### PROVIDED ENTRIES ###

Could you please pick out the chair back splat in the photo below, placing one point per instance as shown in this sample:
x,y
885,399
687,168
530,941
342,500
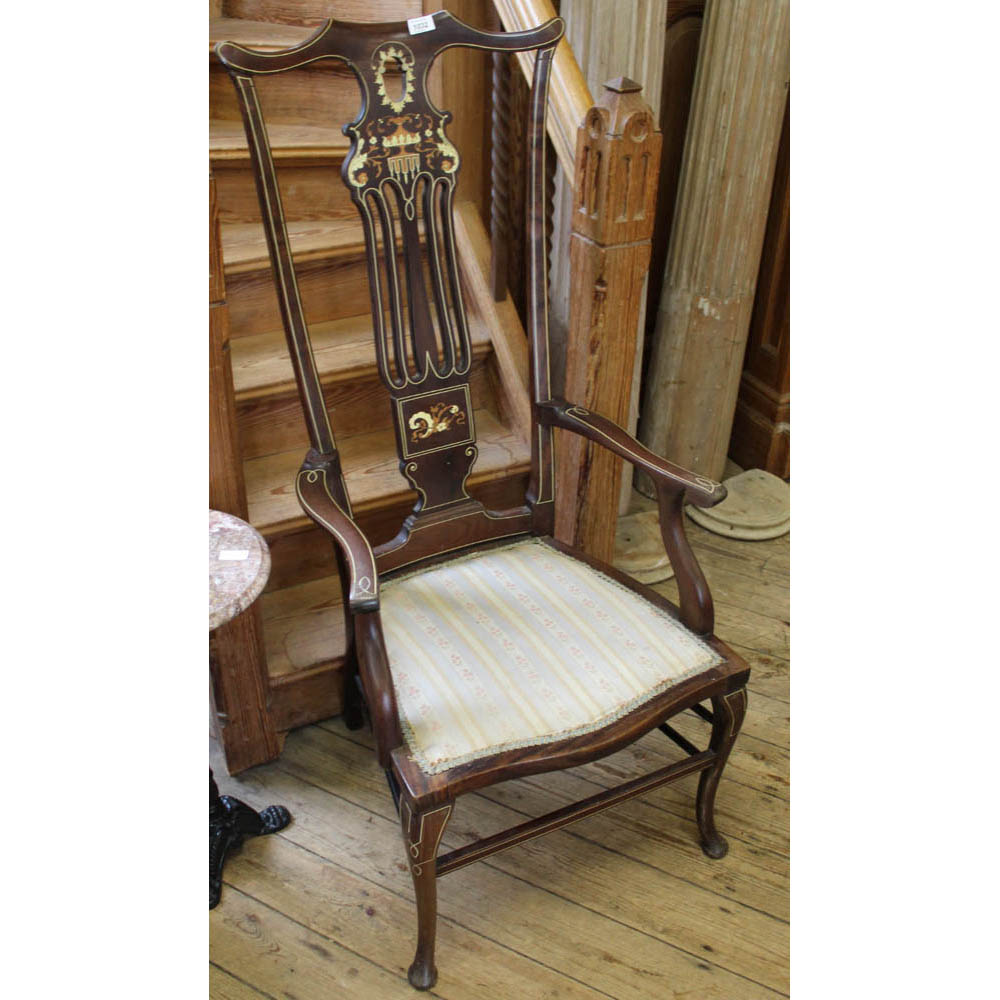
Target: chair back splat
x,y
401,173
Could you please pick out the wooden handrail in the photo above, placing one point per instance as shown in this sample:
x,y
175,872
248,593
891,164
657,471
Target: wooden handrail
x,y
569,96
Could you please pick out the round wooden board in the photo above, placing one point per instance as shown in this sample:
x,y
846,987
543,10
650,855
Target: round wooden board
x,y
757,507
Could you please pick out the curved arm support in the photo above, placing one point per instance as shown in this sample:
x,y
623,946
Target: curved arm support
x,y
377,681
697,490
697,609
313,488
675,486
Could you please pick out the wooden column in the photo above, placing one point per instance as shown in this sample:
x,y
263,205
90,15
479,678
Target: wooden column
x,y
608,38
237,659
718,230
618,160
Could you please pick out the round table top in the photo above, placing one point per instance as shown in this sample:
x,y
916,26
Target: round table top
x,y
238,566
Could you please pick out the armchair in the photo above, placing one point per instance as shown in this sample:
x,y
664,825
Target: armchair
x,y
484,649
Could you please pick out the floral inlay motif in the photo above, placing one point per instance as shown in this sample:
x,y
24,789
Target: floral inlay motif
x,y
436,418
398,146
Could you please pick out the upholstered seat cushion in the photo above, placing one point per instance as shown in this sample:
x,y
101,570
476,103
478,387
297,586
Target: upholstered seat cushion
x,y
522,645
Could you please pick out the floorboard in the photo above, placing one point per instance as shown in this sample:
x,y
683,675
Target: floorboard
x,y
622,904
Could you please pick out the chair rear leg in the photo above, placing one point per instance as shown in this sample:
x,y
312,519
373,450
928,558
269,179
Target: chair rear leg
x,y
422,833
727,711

###

__WORK TO BE COMPLETED__
Please retype every entry above exactly, leaving out any picture.

__YOUR SOLUTION__
Could you please pick out the chair back splat in the photo below, placing one point per instance as shown in this sample:
x,y
885,399
687,168
530,941
342,500
Target: chair back splat
x,y
401,173
Could you please pick out the wooden handrail in the photo above, placing one point per instance as shown in this sample:
x,y
175,872
248,593
891,164
657,471
Target: wooden handrail
x,y
569,96
Could you please pick out the round wooden board in the photo above, placing one point per instance as shown in this sample:
x,y
846,987
543,10
650,855
Target: round wooden board
x,y
757,507
Could you please pick out the curved arm support in the photo above, placing one point per instance as shown in this sample:
x,y
623,946
Target: curved arm support
x,y
377,681
697,490
697,609
313,488
675,486
Could you please pick out the wooden column in the photo above, placing one point per instance as shown in this sample:
x,y
263,205
90,15
479,678
Target: wooden column
x,y
608,38
237,659
718,230
618,160
Could you please pick out the round table top in the photo above, placing one point per instance as shown in this sample:
x,y
916,26
Target: round table top
x,y
238,566
Could you please pick out the armchair in the photo above, placing one point per instance as shown in this sample:
x,y
664,825
Target: armchair
x,y
484,649
Could you please pick out the floral inlay motif in the photo above, placing one point per instance as shown in this sample:
x,y
24,789
Target: floral inlay motif
x,y
436,418
398,146
Could you please pick out the upholstered seat cushion in the photo above, placing one point per instance as shown in this sample:
x,y
101,570
476,103
478,387
297,586
Target: upholstered seat cushion
x,y
522,645
Could you please pick out the floorboard in the photo above, placing one point per instance as shown in this sample:
x,y
683,675
Target: floorboard
x,y
622,904
Could you please pick out the chair rear leg in the photo above, placing one point per instance as shown in this sample:
x,y
312,519
373,450
928,558
269,179
Target: chair rear leg
x,y
422,833
727,711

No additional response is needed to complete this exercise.